> Excerpt
---

TOWERSTREAM CORPORATION AND SUBSIDIARIES

NOTES TO UNAUDITED CONDENSED CONSOLIDATED FINANCIAL STATEMENTS – CONTINUED

 

Note 8. Stock Options and Warrants

 

Stock Options

 

 The Company uses the Black-Scholes option pricing model to value options issued to employees, directors and consultants. Compensation expense, including on the date of grant the effect of forfeitures, is recognized over the period of service, generally the vesting period. Stock compensation expense and the weighted average assumptions used to calculate the fair values of stock options granted during the periods indicated were as follows:

 

   

Three Months Ended June 30,

   

Six Months Ended June 30,

 
   

2015

   

2014

   

2015

   

2014

 

Risk-free interest rate

    1.6 %     1.6 %     1.6 %     1.6 %

Expected volatility

    59 %     47 %     59 %     47 %

Expected life (in years)

    4.1       5.3       4.1       5.3  

Expected dividend yield

    -       -       -       -  

Weighted average per share grant date fair value

  $ 0.95     $ 0.84     $ 0.95     $ 0.84  

Stock-based compensation

  $ 209,089     $ 260,882     $ 418,298     $ 551,233  

 

The risk-free interest rate was based on rates established by the Federal Reserve. The Company’s expected volatility was based upon the historical volatility for its common stock. The expected life of the Company’s options was determined using the simplified method as a result of limited historical data regarding the Company’s activity. Beginning in the fourth quarter of 2014, the Company began utilizing its historical data regarding the Company’s activity as it relates to the expected life of stock options. The dividend yield is based upon the fact that the Company has not historically paid dividends, and does not expect to pay dividends in the foreseeable future. Stock-based compensation is included in general and administrative expenses in the accompanying condensed consolidated statements of operations. The unamortized amount of stock options expense totaled $823,508 as of June 30, 2015 which will be recognized over a weighted-average period of 1.2 years.

---

> Data section
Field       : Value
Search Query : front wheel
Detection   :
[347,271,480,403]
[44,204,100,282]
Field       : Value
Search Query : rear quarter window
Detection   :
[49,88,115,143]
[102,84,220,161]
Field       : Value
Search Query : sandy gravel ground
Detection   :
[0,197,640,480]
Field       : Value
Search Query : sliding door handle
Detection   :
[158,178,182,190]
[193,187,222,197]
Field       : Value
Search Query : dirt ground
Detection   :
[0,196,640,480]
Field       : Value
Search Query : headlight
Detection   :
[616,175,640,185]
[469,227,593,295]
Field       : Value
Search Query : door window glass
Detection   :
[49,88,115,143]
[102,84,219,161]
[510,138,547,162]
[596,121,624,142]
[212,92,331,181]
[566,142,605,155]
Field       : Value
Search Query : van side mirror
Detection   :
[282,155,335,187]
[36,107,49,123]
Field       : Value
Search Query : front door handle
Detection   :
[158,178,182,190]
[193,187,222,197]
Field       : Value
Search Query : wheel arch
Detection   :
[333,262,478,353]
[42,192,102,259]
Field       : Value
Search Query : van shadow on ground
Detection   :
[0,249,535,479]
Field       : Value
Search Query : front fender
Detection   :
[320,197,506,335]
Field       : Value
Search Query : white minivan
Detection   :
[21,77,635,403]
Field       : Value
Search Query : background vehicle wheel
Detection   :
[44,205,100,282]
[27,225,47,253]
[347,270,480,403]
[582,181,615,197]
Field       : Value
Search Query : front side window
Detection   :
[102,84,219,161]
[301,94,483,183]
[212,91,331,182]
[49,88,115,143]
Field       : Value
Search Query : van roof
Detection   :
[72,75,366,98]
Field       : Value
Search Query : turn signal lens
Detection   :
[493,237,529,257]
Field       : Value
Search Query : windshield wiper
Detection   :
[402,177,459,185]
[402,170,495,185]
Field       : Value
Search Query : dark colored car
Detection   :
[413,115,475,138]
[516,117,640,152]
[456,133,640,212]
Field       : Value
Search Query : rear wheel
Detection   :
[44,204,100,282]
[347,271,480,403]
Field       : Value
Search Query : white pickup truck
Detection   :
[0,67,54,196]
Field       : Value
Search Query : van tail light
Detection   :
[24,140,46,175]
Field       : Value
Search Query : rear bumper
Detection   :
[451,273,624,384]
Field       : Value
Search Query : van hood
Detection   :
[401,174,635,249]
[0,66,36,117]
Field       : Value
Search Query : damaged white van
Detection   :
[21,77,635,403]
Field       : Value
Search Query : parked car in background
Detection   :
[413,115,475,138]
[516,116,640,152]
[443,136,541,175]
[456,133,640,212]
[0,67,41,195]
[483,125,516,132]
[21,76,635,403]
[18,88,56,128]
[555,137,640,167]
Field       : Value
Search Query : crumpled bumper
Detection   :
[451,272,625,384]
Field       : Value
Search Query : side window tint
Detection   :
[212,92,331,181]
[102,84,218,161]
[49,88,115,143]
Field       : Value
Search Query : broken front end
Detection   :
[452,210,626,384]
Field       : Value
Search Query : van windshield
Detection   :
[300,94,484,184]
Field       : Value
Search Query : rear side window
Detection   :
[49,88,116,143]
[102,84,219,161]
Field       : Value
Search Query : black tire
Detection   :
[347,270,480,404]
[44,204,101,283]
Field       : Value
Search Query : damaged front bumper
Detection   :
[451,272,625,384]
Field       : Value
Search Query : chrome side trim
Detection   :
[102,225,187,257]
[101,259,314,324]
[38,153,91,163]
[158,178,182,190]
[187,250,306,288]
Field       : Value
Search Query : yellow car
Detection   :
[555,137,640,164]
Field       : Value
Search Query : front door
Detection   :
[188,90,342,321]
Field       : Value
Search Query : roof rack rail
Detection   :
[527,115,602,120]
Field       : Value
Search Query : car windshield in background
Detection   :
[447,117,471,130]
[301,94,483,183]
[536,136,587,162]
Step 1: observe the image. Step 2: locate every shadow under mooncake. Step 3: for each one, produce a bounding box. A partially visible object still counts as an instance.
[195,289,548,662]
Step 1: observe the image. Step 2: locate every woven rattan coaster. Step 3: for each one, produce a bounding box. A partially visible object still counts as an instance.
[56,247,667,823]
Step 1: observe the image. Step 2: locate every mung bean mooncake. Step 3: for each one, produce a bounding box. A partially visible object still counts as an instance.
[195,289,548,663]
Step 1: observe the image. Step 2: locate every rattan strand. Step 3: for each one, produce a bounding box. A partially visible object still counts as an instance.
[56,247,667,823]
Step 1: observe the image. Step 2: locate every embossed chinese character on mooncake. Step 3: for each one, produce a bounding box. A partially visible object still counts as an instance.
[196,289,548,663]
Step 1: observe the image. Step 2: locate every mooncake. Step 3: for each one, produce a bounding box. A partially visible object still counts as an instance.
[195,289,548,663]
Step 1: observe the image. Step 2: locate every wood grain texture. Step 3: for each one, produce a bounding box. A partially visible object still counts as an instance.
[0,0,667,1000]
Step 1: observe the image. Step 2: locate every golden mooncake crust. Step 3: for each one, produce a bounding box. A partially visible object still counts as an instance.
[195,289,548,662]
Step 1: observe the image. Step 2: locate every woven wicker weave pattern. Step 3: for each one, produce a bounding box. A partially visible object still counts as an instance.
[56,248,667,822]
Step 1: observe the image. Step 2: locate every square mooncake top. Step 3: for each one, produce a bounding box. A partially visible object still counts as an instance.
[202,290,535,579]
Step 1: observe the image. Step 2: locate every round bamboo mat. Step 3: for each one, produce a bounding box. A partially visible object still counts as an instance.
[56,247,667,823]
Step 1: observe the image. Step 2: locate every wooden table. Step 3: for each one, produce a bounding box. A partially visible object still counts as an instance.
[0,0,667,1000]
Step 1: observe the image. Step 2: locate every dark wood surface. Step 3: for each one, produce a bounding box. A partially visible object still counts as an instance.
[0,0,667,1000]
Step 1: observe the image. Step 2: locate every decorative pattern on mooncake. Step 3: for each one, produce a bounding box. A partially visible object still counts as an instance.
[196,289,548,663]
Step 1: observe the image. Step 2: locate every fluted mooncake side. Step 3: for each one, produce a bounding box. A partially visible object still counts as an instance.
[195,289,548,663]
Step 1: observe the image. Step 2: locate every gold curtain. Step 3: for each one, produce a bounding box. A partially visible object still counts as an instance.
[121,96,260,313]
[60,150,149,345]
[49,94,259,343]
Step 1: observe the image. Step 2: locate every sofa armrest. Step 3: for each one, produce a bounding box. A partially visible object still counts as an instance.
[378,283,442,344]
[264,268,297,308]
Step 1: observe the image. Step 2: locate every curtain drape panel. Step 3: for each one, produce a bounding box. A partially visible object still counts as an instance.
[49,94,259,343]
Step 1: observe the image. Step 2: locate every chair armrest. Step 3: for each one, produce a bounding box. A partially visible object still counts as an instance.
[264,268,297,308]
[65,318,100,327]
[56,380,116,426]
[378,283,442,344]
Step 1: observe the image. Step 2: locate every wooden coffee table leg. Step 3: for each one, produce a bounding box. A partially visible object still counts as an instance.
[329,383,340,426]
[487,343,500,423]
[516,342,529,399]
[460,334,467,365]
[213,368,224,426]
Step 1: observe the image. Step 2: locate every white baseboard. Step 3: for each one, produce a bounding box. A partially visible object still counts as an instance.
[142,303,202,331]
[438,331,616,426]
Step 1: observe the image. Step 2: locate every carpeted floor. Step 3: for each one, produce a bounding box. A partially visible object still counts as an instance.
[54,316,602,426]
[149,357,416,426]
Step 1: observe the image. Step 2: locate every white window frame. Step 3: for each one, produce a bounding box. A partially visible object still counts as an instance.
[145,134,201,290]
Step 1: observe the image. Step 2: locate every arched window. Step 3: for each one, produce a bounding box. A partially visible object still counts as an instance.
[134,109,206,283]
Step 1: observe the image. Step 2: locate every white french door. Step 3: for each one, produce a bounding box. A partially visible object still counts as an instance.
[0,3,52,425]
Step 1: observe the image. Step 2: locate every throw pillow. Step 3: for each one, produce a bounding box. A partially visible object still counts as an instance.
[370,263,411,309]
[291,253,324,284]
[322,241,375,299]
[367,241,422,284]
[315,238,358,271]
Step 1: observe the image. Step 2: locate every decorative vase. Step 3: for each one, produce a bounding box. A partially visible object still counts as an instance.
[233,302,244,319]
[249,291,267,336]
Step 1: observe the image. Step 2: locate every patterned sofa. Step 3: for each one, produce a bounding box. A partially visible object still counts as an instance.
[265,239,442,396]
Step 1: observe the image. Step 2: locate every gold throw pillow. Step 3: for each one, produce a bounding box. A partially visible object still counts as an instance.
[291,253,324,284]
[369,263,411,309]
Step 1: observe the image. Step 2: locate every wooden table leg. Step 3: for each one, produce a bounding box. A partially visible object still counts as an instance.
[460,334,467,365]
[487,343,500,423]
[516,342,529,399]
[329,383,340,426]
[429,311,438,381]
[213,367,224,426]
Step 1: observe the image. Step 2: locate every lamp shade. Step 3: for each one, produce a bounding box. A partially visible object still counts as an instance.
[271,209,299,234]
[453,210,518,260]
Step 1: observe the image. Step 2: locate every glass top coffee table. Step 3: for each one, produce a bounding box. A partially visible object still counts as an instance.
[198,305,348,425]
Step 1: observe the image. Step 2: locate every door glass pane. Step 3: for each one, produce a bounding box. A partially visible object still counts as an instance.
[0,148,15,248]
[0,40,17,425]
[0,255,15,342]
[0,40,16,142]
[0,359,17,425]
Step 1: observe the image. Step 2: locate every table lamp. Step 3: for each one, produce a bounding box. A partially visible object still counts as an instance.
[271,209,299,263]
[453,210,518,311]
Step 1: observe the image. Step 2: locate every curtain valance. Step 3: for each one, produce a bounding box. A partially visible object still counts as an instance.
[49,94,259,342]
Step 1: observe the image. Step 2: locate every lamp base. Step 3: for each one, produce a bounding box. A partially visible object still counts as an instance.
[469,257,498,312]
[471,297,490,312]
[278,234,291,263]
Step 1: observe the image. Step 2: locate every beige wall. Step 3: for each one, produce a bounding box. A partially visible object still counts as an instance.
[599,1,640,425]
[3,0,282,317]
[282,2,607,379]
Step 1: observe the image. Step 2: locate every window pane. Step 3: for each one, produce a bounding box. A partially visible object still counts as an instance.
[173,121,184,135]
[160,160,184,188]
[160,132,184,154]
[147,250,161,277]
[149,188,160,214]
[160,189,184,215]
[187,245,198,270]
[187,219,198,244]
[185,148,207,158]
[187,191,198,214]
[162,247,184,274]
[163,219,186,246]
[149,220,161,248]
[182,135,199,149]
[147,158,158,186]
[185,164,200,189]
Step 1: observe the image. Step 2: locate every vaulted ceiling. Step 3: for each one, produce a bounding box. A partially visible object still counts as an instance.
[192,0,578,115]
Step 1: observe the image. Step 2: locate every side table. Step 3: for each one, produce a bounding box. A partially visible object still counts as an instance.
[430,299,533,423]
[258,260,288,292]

---

> The task
Write the next portion of the Towerstream stock options note, beginning after its final sentence.

> Task response
 

Option transactions under the stock option plans during the six months ended June 30, 2015 were as follows:

 

   

Number

   

Weighted Average Exercise Price

 

Outstanding as of January 1, 2015

    3,997,695     $ 2.73  

Granted during 2015

    200,000     $ 2.07  

Exercised

    (426,530 )   $ 1.58  

Cancelled /expired

    (59,124 )   $ 1.82  

Outstanding as of June 30, 2015

    3,712,041     $ 2.74  

Exercisable as of June 30, 2015

    2,460,068     $ 3.05  

 

 In June 2015, the Company made its annual grant to the Board of Directors consisting of 200,000 options with an exercise price of $2.07 vesting monthly through May 2016.

 

 A total of 426,530 options were exercised on a cashless basis during the six months ended June 30, 2015 resulting in the net issuance of 96,594 shares.

 

 Cancellations for the six months ended June 30, 2015 were 31,624. Cancellations related to employee terminations except for 27,500 options which expired during the six months ended June 30, 2015.

 

 The weighted average remaining contractual life of the outstanding options as of June 30, 2015 was 6.7 years.

 

 The aggregate intrinsic value associated with the options outstanding and exercisable as of June 30, 2015 was $501,101 and $228,886, respectively. The closing price of the Company’s common stock at June 30, 2015 was $1.79 per share.

 

Stock Warrants

 

There were 4,050,000 warrants outstanding and exercisable at June 30, 2015 with a weighted average exercise price of $1.31 per share. The weighted average remaining contractual life of the warrants was 6.2 years.

 

The aggregate intrinsic value associated with the warrants outstanding and exercisable as of June 30, 2015 was $3,408,000. The closing price of the Company’s common stock at June 30, 2015 was $1.79 per share.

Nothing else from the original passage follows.